■ TEXTAUSZUG:
Der Atomwaffensperrvertrag – und wer ihn verletzt (12.04.2025)

 

Angesichts der Drohung von US-Präsident Trump, den Iran zu bombardieren, sollte dieser nicht seine potentielle Fähigkeit reduzieren, irgendwann eine Kernwaffe zu bauen, und durch konventionelle Raketen Israel zu bedrohen, rückt der Atomwaffensperrvertrag wieder ins Rampenlicht.

Den hat der Iran bestätigt, ist Teil davon und hat erklärt, keine Atombombe zu besitzen. Allerdings steht die Drohung im Raum, dass der Iran aus dem Vertrag aussteigen könnte, sollte es durch Israel oder die USA existentiell bedroht werden. Um es noch mal klar zu machen: Trump droht dem Iran, implizit auch mit Atomwaffenangriffen, sollte das Land nicht darauf verzichten, seine Abschreckung herunter zu fahren. Ich hoffe man versteht die Ironie in diesem Vorgehen. Zeit, um mal einen Blick zurück zu werfen, die Hintergründe zu beleuchten.

■ ZU ERLEDIGENDE AUFGABEN:
1. Was hat der Iran laut dem Textauszug zum Atomwaffensperrvertrag über den Besitz einer Atombombe erklärt?
2. Bearbeite in den Datensätzen alles von der Zeile mit „negative clicks: (1086, 308)“ bis zum Ende der Datensätze: Ersetze „rough mask“ durch „coarse mask“, und lass alles andere unverändert.
Textauszug und Datensätze stammen aus unterschiedlichen Quellen.

Gesammelte Daten:
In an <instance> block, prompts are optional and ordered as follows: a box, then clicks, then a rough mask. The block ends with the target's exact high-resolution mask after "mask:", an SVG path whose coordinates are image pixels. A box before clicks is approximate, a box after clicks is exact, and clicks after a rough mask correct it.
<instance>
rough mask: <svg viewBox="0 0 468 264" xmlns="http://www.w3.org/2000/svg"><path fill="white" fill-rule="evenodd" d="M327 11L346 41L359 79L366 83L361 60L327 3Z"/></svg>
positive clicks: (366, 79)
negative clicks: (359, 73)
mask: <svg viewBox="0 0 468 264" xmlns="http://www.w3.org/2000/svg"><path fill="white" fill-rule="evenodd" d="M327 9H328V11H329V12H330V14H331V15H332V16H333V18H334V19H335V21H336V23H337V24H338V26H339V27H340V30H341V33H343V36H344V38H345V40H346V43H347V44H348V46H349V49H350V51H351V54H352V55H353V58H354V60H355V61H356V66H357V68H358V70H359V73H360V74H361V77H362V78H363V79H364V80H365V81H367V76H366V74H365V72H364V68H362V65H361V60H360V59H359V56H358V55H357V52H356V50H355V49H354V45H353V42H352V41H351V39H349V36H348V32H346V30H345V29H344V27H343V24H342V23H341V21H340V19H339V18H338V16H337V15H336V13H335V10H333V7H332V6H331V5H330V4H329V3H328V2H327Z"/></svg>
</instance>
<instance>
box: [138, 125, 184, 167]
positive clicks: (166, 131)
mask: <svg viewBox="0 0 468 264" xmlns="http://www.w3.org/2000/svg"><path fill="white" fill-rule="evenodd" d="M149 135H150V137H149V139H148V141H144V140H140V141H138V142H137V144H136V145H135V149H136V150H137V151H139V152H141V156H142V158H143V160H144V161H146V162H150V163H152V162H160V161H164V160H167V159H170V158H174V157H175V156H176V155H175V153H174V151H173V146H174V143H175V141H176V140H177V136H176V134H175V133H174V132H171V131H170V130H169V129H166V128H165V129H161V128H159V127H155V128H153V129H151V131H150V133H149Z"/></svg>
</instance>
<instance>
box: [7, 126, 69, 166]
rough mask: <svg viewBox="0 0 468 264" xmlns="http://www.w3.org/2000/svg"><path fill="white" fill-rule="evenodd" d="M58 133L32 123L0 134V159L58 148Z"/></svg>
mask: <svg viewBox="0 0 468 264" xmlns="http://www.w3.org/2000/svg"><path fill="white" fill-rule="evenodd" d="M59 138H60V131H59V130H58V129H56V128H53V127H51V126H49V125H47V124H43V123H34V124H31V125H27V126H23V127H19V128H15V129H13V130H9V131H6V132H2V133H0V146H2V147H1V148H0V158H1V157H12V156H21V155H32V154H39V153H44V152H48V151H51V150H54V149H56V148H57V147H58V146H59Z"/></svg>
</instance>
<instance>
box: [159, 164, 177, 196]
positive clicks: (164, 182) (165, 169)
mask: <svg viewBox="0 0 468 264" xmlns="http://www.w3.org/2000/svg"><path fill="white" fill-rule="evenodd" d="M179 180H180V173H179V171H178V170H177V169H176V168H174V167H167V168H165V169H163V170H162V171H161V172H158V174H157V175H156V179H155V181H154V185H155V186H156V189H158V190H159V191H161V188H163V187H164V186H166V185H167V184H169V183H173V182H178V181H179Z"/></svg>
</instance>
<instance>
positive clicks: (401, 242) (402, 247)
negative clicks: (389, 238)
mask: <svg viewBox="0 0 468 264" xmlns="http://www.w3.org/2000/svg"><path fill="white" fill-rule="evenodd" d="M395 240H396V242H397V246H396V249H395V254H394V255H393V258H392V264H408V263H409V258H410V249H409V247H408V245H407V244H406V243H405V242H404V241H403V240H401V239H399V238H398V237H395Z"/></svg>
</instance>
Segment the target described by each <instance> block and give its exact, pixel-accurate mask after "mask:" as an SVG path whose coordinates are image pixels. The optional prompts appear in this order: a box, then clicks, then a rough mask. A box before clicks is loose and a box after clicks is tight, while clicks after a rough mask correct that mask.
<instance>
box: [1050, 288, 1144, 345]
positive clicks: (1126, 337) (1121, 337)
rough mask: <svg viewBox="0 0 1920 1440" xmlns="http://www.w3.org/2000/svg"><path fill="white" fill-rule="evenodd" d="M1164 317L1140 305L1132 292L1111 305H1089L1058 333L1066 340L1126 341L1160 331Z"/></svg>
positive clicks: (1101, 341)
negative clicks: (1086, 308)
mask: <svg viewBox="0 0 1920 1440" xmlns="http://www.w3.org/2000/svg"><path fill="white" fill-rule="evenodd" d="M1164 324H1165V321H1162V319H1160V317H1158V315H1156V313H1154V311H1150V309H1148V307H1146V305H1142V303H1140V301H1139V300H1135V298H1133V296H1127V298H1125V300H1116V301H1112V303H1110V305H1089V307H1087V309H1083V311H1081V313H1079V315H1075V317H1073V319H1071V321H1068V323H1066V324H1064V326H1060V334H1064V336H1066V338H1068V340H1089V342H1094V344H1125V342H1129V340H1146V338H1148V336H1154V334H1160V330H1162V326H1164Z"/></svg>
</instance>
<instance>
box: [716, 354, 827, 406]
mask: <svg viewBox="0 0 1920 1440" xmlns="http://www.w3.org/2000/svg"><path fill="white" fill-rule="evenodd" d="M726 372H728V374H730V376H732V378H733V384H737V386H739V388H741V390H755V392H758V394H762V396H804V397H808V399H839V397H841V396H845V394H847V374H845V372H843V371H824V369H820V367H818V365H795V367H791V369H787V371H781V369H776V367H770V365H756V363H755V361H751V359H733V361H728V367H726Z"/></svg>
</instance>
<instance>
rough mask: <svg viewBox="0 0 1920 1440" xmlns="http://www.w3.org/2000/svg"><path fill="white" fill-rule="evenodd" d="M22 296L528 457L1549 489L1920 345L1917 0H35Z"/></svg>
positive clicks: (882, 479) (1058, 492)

■ LÖSUNGEN:
1. Dass er keine Atombombe besitzt.

2.
negative clicks: (1086, 308)
mask: <svg viewBox="0 0 1920 1440" xmlns="http://www.w3.org/2000/svg"><path fill="white" fill-rule="evenodd" d="M1164 324H1165V321H1162V319H1160V317H1158V315H1156V313H1154V311H1150V309H1148V307H1146V305H1142V303H1140V301H1139V300H1135V298H1133V296H1127V298H1125V300H1116V301H1112V303H1110V305H1089V307H1087V309H1083V311H1081V313H1079V315H1075V317H1073V319H1071V321H1068V323H1066V324H1064V326H1060V334H1064V336H1066V338H1068V340H1089V342H1094V344H1125V342H1129V340H1146V338H1148V336H1154V334H1160V330H1162V326H1164Z"/></svg>
</instance>
<instance>
box: [716, 354, 827, 406]
mask: <svg viewBox="0 0 1920 1440" xmlns="http://www.w3.org/2000/svg"><path fill="white" fill-rule="evenodd" d="M726 372H728V374H730V376H732V378H733V384H737V386H739V388H741V390H755V392H758V394H762V396H804V397H808V399H839V397H841V396H845V394H847V374H845V372H843V371H824V369H820V367H818V365H795V367H791V369H787V371H781V369H776V367H770V365H756V363H755V361H751V359H733V361H728V367H726Z"/></svg>
</instance>
<instance>
coarse mask: <svg viewBox="0 0 1920 1440" xmlns="http://www.w3.org/2000/svg"><path fill="white" fill-rule="evenodd" d="M22 296L528 457L1549 489L1920 345L1917 0H35Z"/></svg>
positive clicks: (882, 479) (1058, 492)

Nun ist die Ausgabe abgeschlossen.